Data shown: Begin

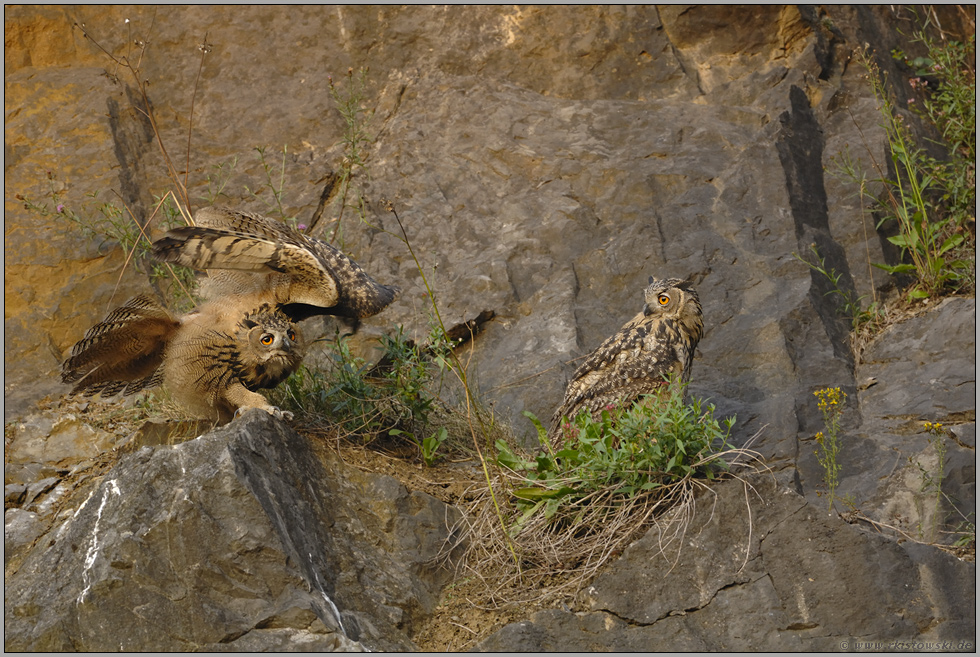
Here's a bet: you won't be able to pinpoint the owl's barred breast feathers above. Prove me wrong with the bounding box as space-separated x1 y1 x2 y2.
548 277 704 445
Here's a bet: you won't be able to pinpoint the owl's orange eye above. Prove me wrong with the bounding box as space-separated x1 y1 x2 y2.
658 293 671 306
260 334 274 346
287 329 297 342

Data shown: End

#### Work instruction:
Give back the full listing word for word, with the pictures left out.

#### Written reply:
Here's a bet: you won't be able to pinpoint the owl's barred breast feathers above. Prove me wrong with the bounding box as space-separated x1 y1 x2 y2.
548 277 704 445
Here's a bet: you won't be able to pinpoint the owl's orange eye above. Prove me wrong with the bounding box as space-separated x1 y1 x2 y2.
658 293 671 306
260 334 274 346
287 329 297 342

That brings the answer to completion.